--- SOURCE MATERIAL ---
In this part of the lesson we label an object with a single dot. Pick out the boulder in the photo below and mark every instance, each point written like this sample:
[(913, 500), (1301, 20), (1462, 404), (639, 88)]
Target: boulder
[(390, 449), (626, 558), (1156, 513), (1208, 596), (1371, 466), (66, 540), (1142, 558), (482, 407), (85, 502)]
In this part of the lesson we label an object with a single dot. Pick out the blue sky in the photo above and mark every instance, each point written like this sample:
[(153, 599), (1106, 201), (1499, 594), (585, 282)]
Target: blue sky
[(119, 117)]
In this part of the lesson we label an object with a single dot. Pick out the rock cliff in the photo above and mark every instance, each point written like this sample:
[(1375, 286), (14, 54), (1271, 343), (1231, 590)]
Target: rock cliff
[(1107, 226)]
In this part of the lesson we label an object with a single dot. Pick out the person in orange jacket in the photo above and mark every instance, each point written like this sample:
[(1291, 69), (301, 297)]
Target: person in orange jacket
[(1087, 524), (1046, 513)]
---
--- SOURCE MATERIAL ---
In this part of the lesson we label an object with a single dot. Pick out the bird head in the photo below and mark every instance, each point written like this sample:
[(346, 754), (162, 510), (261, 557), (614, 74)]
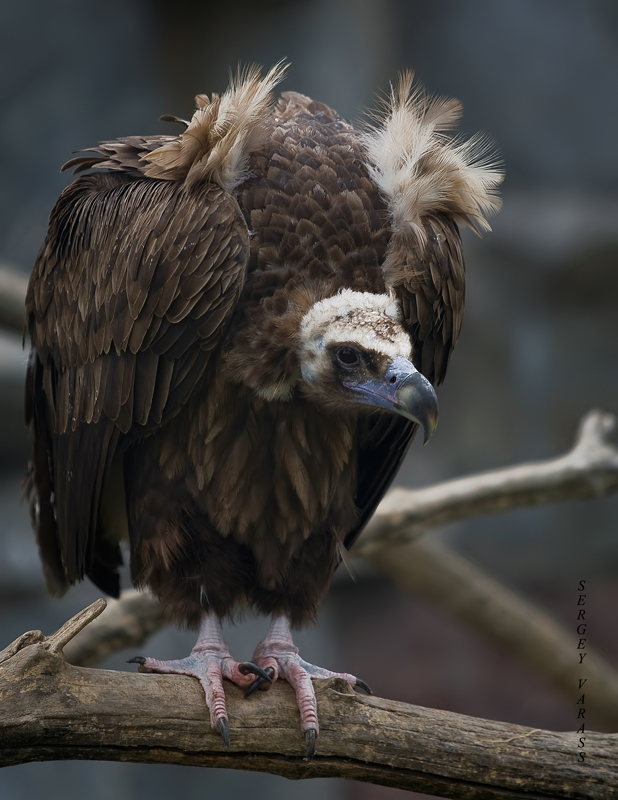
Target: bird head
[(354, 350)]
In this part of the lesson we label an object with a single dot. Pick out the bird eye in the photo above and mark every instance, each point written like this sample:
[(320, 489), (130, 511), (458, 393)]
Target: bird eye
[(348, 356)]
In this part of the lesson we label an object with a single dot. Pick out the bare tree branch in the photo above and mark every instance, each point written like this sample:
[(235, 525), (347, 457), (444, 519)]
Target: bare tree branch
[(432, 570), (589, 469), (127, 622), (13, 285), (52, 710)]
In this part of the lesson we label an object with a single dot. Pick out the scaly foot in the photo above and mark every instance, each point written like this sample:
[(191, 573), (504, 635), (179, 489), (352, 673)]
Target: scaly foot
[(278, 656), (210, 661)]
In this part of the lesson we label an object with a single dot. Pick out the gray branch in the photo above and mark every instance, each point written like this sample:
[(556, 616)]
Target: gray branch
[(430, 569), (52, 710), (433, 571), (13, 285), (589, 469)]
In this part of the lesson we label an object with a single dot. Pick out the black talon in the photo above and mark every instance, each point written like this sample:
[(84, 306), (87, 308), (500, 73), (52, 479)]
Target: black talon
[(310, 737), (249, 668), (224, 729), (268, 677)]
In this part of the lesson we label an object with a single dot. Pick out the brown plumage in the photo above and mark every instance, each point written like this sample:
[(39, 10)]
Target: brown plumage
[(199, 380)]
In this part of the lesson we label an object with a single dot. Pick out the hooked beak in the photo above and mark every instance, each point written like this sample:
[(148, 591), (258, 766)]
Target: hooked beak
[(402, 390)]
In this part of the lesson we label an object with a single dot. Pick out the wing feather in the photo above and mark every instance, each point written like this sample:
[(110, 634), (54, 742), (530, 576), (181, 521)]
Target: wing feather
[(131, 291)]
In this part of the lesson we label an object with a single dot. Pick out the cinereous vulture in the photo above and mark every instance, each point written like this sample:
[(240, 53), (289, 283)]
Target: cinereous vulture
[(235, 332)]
---
REQUIRED ACTION: Of the records above, copy each line that includes "below".

SOLVED EXERCISE:
In this part of the lesson we label an object with a single dot. Pick out the boulder in the photo below and mark every instance, each point written like this sample:
In this part of the lesson we label an object with a single dot. Pick out the bird head in the photo below and mark every instance, each point written like this sample:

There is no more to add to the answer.